## Data supplied
|---|
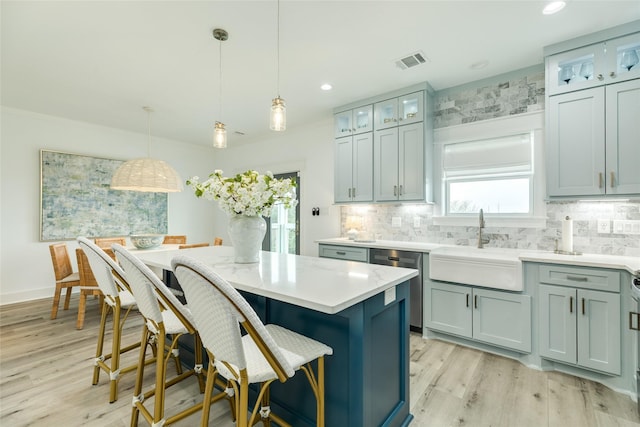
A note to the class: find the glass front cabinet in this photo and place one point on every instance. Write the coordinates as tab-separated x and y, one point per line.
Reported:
399	111
598	64
354	121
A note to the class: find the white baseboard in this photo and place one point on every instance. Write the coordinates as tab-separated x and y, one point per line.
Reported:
30	295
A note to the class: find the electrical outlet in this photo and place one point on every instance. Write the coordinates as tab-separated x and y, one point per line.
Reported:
604	226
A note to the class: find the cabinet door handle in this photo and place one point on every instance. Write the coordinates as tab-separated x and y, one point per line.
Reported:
637	317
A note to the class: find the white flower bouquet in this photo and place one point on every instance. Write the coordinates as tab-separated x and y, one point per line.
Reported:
248	193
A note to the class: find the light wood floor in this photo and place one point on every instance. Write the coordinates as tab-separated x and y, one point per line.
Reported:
46	366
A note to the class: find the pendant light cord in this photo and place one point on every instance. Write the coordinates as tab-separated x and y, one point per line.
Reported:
278	51
220	84
148	110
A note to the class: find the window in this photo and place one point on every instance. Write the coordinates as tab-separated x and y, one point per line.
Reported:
495	175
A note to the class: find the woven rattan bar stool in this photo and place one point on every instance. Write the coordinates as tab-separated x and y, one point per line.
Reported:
265	354
164	316
117	300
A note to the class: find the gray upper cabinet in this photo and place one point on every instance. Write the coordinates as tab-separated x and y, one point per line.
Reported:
|---|
## The task
Return each line above exactly; any pictures are to be skipped.

## Answer to this task
A note to the class: find the glass front cabinet in this photo and place one point on every instance. Write the coordinates as tab-separated x and y, one point per line.
Reported:
399	111
598	64
354	121
A note to the class: find the white baseboard in this photo and place one point on every instance. Write the coordinates as tab-separated x and y, one point per line.
Reported:
30	295
A note to the class: find the electrical outlet in this photo and place one point on every instance. Write the coordinates as tab-separated x and y, one point per line.
Reported:
604	226
A note to the class: find the cabinet door handle in this photo and place one point on every instance. Write the coordinates as tab-separated x and y, one point per line.
Reported:
637	317
A note to the class: find the white flower bouquet in this photo and place one point on every instance. Write the coordinates as tab-separated x and y, one point per line.
Reported:
248	193
A note to the class: find the light wood floor in this photo and place one point on every instance. Write the coordinates as tab-separated x and y, one point per line.
Reported:
46	366
A note to the class: find the pendant light cord in this photo and place one point on every instance. Write the coordinates as tab-separated x and y, one point per line.
Reported:
278	51
220	84
148	110
A note to the class: find the window in this photo and place one point on every instance. Write the coordinates as tab-separated x and y, one point per line.
Reported:
495	175
A note to the class: find the woven rattan bar stool in this photo and place one point on every instance. Write the coordinates as tab-separated x and y, one point per line.
Reported:
265	354
164	316
117	300
A note to the class: find the gray upper cabinet in this photo and place one point on every instance. Write the coordinates as tab-separated x and y, one point per line.
Reported:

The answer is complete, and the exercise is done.